(INFORMATION SHOWN)
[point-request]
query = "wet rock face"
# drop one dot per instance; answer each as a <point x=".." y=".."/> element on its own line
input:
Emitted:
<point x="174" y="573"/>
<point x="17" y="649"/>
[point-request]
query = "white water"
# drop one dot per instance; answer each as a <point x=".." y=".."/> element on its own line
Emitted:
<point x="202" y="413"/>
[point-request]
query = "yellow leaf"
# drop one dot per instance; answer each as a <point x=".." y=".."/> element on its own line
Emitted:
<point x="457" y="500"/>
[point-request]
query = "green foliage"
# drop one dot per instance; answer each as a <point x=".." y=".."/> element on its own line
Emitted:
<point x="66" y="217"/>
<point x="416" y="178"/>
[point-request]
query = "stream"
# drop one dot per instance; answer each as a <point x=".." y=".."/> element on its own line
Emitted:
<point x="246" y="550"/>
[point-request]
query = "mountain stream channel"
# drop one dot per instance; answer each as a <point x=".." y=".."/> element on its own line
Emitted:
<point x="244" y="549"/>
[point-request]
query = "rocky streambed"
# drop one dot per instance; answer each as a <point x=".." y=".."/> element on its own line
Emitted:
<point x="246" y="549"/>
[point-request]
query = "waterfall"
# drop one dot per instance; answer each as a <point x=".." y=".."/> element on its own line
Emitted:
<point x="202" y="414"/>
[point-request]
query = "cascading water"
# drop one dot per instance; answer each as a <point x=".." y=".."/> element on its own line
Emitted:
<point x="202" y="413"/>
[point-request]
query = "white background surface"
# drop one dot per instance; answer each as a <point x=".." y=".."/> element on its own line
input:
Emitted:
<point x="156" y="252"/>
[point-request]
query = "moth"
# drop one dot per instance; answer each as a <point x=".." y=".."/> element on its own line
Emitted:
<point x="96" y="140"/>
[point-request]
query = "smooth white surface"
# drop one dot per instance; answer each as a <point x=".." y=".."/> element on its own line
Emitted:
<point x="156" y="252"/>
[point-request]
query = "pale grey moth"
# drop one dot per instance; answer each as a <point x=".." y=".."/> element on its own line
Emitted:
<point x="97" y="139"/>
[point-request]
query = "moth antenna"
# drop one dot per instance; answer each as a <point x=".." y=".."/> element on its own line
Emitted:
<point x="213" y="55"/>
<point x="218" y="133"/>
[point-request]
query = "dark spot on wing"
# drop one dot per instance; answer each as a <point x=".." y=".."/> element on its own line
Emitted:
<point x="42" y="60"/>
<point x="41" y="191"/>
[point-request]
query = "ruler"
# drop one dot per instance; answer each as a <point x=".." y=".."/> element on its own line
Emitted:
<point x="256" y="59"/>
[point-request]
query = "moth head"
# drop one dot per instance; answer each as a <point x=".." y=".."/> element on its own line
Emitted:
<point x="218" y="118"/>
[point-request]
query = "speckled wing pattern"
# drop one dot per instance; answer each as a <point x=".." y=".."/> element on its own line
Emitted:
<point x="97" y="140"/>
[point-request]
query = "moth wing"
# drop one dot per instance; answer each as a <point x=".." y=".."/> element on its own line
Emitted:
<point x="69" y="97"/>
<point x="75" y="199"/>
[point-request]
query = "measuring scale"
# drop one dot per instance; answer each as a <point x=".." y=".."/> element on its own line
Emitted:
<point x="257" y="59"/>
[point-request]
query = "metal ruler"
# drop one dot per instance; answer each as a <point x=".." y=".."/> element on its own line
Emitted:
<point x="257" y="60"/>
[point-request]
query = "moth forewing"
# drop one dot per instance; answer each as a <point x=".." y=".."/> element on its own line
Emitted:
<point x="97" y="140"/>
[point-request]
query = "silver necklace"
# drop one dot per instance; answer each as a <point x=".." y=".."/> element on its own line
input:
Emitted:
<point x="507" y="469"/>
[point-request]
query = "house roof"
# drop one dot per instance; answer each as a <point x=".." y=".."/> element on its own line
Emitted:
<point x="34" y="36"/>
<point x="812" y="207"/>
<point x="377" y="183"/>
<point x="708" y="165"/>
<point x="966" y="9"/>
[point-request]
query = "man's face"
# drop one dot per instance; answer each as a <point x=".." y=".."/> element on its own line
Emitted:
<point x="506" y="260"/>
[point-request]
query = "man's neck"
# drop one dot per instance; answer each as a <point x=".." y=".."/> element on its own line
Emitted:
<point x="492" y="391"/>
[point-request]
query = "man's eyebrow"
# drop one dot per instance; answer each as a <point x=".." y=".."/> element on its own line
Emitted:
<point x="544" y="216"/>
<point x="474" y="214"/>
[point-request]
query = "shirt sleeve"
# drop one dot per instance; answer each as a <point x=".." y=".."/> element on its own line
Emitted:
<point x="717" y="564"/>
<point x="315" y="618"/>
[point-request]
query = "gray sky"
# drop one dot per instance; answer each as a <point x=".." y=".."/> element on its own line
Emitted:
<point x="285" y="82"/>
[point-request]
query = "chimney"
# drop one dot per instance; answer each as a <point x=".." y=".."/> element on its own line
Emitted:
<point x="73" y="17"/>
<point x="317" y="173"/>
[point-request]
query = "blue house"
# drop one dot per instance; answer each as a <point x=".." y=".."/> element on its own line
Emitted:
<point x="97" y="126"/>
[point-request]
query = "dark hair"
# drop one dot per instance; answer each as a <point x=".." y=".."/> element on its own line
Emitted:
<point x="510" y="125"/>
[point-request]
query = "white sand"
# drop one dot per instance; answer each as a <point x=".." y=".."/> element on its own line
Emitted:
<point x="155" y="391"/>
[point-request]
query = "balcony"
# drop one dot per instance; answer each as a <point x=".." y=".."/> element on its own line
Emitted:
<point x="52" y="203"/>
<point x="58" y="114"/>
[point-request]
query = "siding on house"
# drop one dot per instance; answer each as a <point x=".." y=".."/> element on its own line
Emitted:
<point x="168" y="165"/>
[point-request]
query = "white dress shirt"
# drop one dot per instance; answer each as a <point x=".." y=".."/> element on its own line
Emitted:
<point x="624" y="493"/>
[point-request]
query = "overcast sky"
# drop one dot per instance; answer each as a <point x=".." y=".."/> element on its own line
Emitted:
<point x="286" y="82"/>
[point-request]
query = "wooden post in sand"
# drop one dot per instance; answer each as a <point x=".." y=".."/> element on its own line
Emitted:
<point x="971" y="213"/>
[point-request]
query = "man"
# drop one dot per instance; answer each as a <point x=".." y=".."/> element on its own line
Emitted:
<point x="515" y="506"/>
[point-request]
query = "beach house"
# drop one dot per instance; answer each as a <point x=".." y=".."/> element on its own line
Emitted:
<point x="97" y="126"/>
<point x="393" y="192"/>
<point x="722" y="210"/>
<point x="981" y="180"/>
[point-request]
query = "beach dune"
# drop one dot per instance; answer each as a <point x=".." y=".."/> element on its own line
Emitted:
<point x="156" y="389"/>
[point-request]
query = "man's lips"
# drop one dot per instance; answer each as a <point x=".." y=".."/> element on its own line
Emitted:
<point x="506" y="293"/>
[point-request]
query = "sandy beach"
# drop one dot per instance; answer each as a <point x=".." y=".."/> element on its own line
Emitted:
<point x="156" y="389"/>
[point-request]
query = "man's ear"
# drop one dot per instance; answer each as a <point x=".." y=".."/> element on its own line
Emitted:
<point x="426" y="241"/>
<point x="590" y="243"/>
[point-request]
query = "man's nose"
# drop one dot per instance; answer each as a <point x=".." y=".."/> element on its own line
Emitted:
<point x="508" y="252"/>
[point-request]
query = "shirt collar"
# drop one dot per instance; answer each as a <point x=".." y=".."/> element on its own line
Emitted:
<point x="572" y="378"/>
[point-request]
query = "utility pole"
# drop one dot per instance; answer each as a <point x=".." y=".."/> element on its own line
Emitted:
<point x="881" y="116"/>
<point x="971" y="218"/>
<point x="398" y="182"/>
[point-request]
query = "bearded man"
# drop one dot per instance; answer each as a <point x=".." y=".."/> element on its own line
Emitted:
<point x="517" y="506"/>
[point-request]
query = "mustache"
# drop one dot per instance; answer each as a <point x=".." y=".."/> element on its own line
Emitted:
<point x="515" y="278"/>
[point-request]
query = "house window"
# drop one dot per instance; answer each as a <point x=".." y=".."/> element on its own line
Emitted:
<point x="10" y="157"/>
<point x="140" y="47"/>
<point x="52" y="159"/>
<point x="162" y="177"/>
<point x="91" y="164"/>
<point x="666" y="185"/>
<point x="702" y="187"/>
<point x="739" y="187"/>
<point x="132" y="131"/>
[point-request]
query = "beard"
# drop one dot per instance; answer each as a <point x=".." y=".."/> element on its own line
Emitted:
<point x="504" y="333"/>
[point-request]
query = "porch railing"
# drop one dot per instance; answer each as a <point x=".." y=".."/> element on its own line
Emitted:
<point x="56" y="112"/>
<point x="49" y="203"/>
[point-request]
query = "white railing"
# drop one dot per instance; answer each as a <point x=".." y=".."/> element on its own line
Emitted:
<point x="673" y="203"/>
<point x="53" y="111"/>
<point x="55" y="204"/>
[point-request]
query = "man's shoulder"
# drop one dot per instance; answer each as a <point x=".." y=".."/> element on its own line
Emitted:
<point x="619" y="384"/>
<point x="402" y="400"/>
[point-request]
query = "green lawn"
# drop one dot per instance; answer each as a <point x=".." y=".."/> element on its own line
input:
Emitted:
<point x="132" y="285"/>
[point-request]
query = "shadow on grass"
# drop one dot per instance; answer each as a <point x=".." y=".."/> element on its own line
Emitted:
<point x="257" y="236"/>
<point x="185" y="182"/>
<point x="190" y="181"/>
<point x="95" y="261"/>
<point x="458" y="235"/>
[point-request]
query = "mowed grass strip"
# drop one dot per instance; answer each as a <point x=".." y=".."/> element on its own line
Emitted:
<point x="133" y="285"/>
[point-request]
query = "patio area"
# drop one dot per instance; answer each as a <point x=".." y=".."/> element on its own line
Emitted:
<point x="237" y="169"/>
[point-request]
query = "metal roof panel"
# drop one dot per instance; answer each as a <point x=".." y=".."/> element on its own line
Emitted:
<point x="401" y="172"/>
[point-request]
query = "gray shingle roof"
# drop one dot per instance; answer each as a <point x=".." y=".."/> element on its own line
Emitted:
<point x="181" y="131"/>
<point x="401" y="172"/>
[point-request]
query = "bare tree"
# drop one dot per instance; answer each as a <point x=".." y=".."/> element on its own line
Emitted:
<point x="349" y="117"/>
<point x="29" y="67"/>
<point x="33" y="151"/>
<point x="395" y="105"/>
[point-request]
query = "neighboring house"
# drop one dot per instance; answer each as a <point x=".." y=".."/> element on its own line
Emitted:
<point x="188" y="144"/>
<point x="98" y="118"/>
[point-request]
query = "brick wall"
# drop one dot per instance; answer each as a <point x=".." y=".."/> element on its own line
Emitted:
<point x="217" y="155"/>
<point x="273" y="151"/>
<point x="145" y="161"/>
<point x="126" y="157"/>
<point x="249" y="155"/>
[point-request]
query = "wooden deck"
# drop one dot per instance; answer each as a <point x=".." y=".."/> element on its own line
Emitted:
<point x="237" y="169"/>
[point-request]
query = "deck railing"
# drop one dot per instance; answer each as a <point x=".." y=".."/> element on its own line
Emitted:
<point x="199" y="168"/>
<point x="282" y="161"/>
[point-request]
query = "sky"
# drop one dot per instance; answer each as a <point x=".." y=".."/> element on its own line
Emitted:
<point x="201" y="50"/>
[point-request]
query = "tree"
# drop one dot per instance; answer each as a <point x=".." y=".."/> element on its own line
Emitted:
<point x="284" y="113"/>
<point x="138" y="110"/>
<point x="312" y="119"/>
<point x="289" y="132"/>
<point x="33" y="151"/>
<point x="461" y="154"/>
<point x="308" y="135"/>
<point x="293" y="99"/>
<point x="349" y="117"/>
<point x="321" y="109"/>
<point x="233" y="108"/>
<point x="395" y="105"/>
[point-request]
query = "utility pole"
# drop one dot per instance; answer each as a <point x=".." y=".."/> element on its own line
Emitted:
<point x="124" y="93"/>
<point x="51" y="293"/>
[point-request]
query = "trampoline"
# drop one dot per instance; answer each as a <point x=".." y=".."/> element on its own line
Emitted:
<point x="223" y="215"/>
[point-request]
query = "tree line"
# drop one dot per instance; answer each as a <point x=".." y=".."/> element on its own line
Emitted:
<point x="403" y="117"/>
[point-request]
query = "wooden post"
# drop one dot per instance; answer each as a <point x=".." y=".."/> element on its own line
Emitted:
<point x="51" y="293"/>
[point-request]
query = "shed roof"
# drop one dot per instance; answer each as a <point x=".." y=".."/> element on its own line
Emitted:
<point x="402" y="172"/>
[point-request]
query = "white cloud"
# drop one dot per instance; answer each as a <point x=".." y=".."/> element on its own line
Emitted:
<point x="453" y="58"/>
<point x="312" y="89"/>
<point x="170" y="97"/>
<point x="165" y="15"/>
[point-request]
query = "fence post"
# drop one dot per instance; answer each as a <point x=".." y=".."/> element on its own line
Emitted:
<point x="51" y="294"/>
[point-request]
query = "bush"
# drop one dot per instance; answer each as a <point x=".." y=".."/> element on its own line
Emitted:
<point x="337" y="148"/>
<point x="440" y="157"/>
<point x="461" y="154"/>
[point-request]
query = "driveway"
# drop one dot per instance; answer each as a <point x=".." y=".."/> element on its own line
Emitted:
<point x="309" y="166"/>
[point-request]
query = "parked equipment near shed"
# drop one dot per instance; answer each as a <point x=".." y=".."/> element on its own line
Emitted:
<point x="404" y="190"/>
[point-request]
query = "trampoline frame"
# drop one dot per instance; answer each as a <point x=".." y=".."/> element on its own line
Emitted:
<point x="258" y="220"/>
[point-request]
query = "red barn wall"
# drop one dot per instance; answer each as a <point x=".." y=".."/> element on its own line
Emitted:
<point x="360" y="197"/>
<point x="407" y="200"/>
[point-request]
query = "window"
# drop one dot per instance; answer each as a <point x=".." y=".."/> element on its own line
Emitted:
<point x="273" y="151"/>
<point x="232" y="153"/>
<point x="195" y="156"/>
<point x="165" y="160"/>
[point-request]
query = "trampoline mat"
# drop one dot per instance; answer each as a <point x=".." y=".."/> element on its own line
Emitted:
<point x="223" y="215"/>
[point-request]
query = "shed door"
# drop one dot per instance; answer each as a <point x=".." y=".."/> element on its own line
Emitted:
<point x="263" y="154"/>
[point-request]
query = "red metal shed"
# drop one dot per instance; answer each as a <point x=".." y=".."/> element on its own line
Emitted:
(End INFORMATION SHOWN)
Using the material above, return each line in which the word "moth" occurs.

query = "moth"
query = "pale grey moth"
query = "moth antenna"
query = "moth head"
query = "moth wing"
query = "moth forewing"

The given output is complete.